------ SELECTION ------

Sergei works for CAE Electronics in Quebec, Canada. He can be contacted at [email protected].
Building scripting languages can be a time-consuming undertaking. To ease the job, I'll present two tools that simplify the development of small scripting instruments -- a C++ class template (called "FORMULA") for parsing and evaluation of expressions of different type and syntax, and a C function that lets applications reconstruct different data structures saved on secondary storage. The source code for both (available electronically; see "Resource Center," page 5) is portable and should compile and work on any platform with C/C++ compilers.
Parsing and Evaluation
The FORMULA class template implementation requires only a minimal amount of coding for instantiation with any particular type of underlining object and any particular syntax. You can instantiate this class for both basic C++ types (such as int and float), as well as newly created types. For proper instantiation, the class template must locate two static functions -- one describing the syntax of the expressions for the parser (see Listing One), and another describing the semantics of applications of functions and variable lookups for the evaluation stage (see Listing Two).
As Listing One illustrates, the syntax is described in terms of several lists of symbols that represent:
- Characters that must be skipped before any term (such as spaces).
- Terminators (such as brackets).
- Unary functions.

------

▸ OBJECTIVE
Answer these questions about the article on scripting tools:
1. Which company employs Sergei, and where is it located?
2. What two static functions must the FORMULA class template locate for proper instantiation?
3. What example does the article give of characters to skip before any term?

------ DATASET SECTION ------

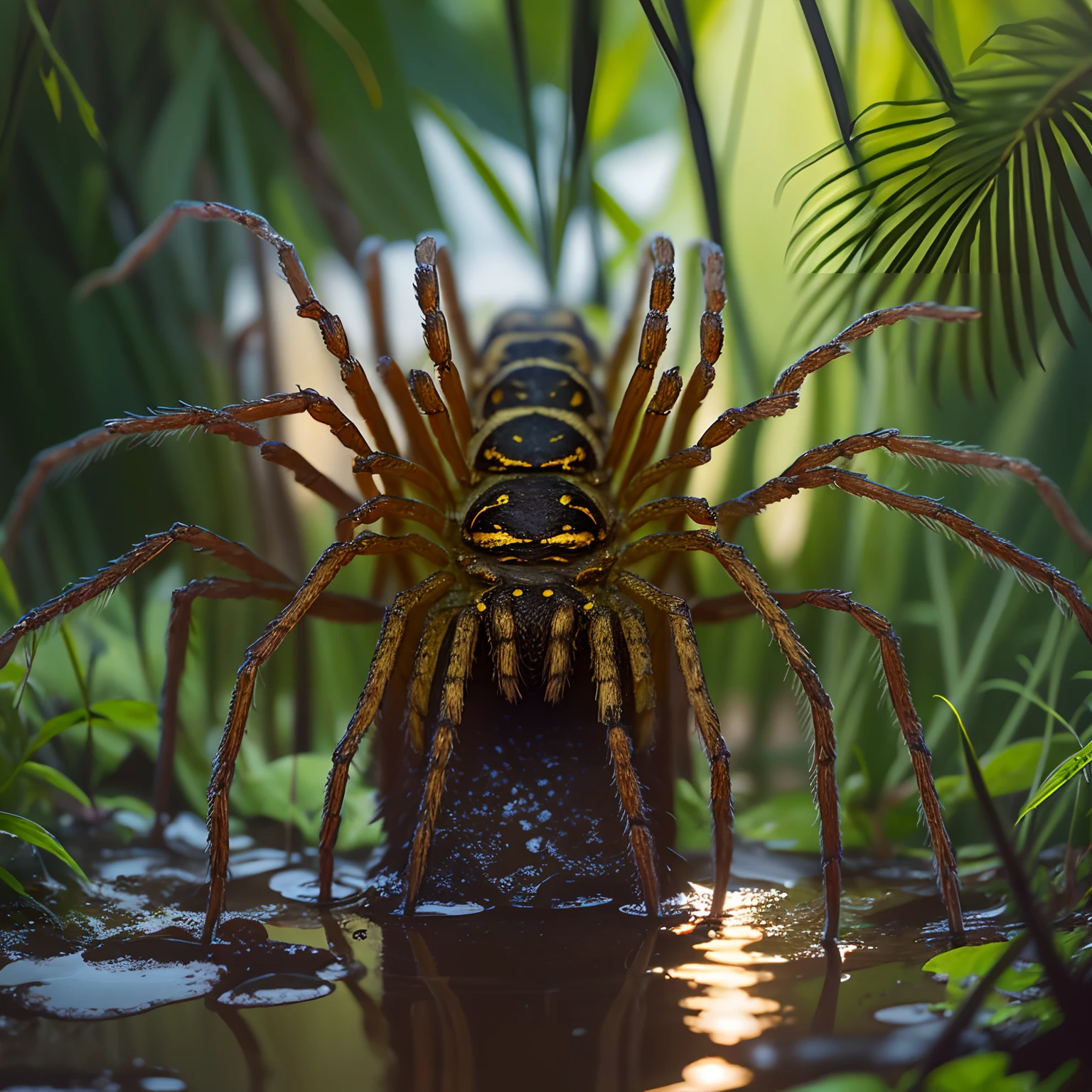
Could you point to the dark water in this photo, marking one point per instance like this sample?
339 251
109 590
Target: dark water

------

▸ EXERCISE OUTPUT
1. CAE Electronics, in Quebec, Canada.
2. One describes the syntax of the expressions for the parser. The other describes the semantics of function applications and variable lookups for the evaluation stage.
3. Spaces.